MATERIAL FOR THE TASK below:

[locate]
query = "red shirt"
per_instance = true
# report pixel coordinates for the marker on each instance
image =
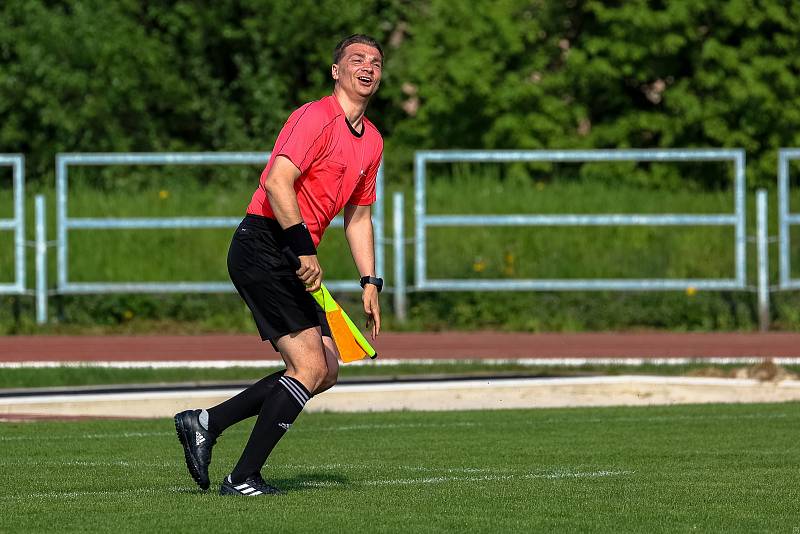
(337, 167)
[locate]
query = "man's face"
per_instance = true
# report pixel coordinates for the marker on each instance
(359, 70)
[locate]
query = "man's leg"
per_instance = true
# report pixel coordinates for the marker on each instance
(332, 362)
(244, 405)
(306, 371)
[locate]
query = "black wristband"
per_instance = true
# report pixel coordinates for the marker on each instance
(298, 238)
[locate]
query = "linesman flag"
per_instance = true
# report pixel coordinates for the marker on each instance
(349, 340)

End of MATERIAL FOR THE TASK.
MATERIAL FOR THE TASK below:

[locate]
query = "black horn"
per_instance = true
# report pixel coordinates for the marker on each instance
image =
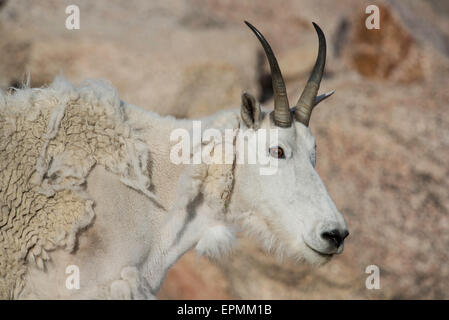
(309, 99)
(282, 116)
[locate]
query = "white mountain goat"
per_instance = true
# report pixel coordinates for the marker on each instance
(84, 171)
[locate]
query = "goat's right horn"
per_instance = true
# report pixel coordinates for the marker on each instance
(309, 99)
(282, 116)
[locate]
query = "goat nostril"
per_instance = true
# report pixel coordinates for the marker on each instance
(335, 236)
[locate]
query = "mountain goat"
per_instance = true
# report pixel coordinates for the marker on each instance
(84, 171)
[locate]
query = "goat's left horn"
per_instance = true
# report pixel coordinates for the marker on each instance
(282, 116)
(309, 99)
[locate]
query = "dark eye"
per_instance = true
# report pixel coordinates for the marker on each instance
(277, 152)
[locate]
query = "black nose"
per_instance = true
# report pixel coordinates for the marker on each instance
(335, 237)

End of MATERIAL FOR THE TASK.

- _EXERCISE INSTRUCTIONS_:
Whenever a line in the listing above includes the word "mountain", return that line.

- _TASK RESPONSE_:
query = "white mountain goat"
query = "mountain goat"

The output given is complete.